_DIRECTIONS FOR THIS TASK:_ Reproduce the distribution agreement excerpt below from "3. Nothing herein" to "in this Agreement.", changing "the parties" to "the signatories".

_DOCUMENT EXCERPT:_
--- START ---
3. Nothing herein contained shall create or be deemed to create any relationship between the parties other than as specifically provided for herein. No employment, partnership, specific or general agency relationship shall exist unless specifically provided for in writing between the parties. WALCO shall not represent, directly or indirectly, expressly or by implication, that any such relationships exist and/or that WALCO has any authority except as set forth in this Agreement.
4. WALCO shall use its best efforts to provide appropriate service to the customers to whom WALCO will sell hereunder. For customers serviced pursuant to this Agreement, WALCO shall:
(a) Store its inventory of Pfizer products under conditions (including refrigeration where appropriate) in accordance with package labeling or other written instructions from Pfizer to ensure that such products retain their potency, purity, quality, and identity;
(b) Provide to Pfizer, WALCO’s Health Industry Number, the Customer Health Industry Number, Pfizer product number, transaction date, number of units and price with respect to each sale of product on a monthly basis, in such amounts and format as Pfizer may reasonably require, by means of EDI;
(c) Establish any service fee or other charge or discount to any customer including PARTICIPATING CUSTOMERS for Pfizer products independently and at its sole discretion;
(d) Provide delivery service to its customers, use its best efforts to anticipate its customers’ requirements for Pfizer products, and maintain adequate stocks of Pfizer products to meet its customers’ demands. In the event Pfizer delivers any product order to a PARTICIPATING CUSTOMERS (drop ships) no consideration shall be payable to WALCO for that order under paragraph 5 below, [CONFIDENTIAL TREATMENT REQUESTED] /*/;
(e) WALCO agrees that credit limits established by Pfizer shall be subject to change upon written notice to WALCO by Pfizer in its sole discretion and that no shipments will be made to WALCO in excess of the established credit limits;
(f) Invoice customers in an accurate and timely manner;
(g) Refer to that PARTICIPATING CUSTOMERS SUGGESTED PRICE LIST on each invoice for Pfizer cattle, dairy and multi-species products;
(h) Take no action, whether or not identified above, that would harm the Goodwill or name of Pfizer, or damage the interests of Pfizer or the Pfizer products. For purposes of this Agreement “Goodwill” shall mean the marketplace advantage of customer patronage and loyalty developed with continuous business under the same name over a period of time.
--- END ---
_MATERIAL:_
--- START ---
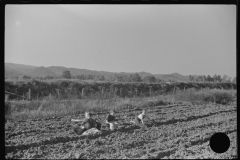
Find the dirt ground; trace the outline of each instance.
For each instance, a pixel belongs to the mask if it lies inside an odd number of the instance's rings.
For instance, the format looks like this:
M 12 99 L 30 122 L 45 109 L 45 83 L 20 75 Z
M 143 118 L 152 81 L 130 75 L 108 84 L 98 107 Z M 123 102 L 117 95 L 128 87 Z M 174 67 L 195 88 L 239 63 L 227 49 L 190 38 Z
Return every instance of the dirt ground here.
--- END ---
_COMPLETE OUTPUT:_
3. Nothing herein contained shall create or be deemed to create any relationship between the signatories other than as specifically provided for herein. No employment, partnership, specific or general agency relationship shall exist unless specifically provided for in writing between the signatories. WALCO shall not represent, directly or indirectly, expressly or by implication, that any such relationships exist and/or that WALCO has any authority except as set forth in this Agreement.